┌─ Extracted entries

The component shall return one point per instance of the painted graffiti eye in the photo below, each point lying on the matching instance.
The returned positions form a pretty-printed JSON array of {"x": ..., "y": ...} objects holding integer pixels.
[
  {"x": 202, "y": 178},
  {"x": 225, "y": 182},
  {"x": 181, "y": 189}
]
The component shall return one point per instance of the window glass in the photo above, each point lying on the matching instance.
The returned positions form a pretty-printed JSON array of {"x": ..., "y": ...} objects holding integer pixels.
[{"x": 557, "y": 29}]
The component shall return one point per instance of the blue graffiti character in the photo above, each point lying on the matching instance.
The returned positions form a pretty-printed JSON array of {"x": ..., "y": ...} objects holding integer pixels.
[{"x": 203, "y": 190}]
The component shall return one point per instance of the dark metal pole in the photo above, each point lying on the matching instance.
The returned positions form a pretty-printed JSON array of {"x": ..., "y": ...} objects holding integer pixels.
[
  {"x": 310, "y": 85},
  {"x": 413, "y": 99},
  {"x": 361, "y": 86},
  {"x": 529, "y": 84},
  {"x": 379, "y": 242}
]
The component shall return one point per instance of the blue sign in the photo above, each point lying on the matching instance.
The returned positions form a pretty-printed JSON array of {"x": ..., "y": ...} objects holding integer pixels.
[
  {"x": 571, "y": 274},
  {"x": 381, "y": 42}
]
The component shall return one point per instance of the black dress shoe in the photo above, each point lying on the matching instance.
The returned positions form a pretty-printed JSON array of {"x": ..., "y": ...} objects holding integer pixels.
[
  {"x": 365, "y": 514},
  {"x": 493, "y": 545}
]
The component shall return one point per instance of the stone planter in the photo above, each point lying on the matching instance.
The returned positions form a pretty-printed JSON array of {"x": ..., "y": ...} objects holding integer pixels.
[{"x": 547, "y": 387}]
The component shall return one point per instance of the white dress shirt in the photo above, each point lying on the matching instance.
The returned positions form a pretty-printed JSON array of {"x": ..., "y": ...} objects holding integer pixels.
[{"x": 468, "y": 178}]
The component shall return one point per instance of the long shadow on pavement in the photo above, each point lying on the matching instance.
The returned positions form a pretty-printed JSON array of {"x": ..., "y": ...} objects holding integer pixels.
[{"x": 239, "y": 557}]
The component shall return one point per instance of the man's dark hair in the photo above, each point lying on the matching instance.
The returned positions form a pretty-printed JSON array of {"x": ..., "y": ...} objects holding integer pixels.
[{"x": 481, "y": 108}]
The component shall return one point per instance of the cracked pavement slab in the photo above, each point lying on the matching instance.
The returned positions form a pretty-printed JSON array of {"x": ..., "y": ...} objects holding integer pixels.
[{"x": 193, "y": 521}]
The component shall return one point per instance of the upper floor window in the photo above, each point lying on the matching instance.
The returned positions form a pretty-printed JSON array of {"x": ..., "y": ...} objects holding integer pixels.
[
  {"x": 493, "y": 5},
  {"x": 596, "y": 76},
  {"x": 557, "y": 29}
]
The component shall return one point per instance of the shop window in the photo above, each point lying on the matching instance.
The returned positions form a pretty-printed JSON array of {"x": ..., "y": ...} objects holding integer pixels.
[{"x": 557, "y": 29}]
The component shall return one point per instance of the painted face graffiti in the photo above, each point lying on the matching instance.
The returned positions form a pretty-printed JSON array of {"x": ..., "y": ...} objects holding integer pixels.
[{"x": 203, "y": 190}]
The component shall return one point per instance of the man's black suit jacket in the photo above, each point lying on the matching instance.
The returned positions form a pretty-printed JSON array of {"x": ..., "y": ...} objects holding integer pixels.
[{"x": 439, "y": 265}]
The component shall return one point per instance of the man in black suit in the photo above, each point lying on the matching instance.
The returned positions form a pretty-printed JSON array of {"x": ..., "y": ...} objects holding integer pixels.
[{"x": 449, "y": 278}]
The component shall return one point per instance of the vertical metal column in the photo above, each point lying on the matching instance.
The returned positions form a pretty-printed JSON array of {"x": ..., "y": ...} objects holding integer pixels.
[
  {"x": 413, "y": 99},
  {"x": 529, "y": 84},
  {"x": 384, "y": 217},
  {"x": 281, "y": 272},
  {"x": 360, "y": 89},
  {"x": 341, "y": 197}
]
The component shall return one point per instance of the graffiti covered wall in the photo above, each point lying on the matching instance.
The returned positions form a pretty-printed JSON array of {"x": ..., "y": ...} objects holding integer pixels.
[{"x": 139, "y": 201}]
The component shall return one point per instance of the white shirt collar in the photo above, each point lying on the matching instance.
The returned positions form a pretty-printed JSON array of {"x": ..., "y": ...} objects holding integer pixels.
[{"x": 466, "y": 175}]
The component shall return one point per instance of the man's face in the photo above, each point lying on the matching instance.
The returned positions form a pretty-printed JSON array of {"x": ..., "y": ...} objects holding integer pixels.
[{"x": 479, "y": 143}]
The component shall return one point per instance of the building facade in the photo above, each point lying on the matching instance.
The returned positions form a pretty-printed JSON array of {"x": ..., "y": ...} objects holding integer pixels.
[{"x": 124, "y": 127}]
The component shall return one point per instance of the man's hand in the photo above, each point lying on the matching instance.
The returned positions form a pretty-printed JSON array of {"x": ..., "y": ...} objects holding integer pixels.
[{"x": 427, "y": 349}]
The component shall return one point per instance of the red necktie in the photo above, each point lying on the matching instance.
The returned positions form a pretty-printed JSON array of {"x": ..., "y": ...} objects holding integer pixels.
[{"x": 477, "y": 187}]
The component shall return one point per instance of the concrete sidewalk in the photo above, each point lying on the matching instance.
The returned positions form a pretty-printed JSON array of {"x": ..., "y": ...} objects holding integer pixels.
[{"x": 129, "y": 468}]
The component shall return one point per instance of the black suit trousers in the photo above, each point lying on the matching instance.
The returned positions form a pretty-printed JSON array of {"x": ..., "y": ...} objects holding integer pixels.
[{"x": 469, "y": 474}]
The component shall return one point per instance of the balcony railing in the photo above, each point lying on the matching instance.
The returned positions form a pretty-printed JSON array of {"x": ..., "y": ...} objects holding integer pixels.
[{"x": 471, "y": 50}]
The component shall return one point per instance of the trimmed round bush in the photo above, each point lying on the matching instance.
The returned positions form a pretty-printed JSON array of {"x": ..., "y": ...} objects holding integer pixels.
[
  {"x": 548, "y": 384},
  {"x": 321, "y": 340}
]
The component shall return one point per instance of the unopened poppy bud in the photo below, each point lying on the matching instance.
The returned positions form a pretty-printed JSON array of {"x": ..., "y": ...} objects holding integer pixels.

└─

**The task**
Restate the final lines of the listing above word for word, beginning at the line that contains "the man's hand".

**Result for this task**
The component shall return one point per instance of the man's hand in the photo above, each point lying on the matching instance.
The returned positions form a pretty-printed JSON array of {"x": ..., "y": ...} objects holding integer pixels.
[{"x": 427, "y": 349}]
The component shall return one point per instance of the red necktie in the photo above, each point lying on the matching instance.
The returned positions form a pretty-printed JSON array of {"x": ..., "y": ...} objects holding integer pixels.
[{"x": 477, "y": 187}]
The component shall return one point per instance of the concrete sidewalk in the photo above, each point lying on the matching instance.
The returned positions form a pretty-printed JSON array of {"x": ..., "y": ...} objects holding integer pixels.
[{"x": 129, "y": 468}]
The component shall return one point per instance of the black suit trousers in the photo above, each point lying on the matching instance.
The returned positions form a pretty-printed JSON array of {"x": ..., "y": ...} objects holding integer pixels.
[{"x": 469, "y": 474}]
The component shall return one point per instance of the balcony railing in the photo above, each point lying on the matching instance.
The returned positions form a pretty-printed JSON array of {"x": ..., "y": ...} objects holding integer pixels.
[{"x": 471, "y": 50}]
The component shall return one point per instance of the trimmed round bush in the photo above, each point lying on the matching instance.
The returned positions form a pretty-printed JSON array of {"x": ..., "y": ...} objects holding integer pixels.
[
  {"x": 548, "y": 384},
  {"x": 321, "y": 340}
]
The component shall return one point per instance of the unopened poppy bud in the photo below, each point lying on the matching instance.
The returned positions form a pretty-printed JSON array of {"x": ..., "y": ...} objects holding integer pixels.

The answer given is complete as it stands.